AIM OF THE TASK: In full and without edits, write out the data that follows.
[DATA TO EXAMINE — start]
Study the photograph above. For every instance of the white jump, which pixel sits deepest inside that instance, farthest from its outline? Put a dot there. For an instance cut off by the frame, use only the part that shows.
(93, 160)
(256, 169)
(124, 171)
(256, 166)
[DATA TO EXAMINE — finish]
RESULT OF THIS EXERCISE:
Study the photograph above. For every instance of the white jump, which pixel sits deepest inside that instance, farthest from its outline? Put a dot there. For an instance cut off by the frame, use only the part that shows.
(93, 160)
(256, 169)
(124, 171)
(256, 166)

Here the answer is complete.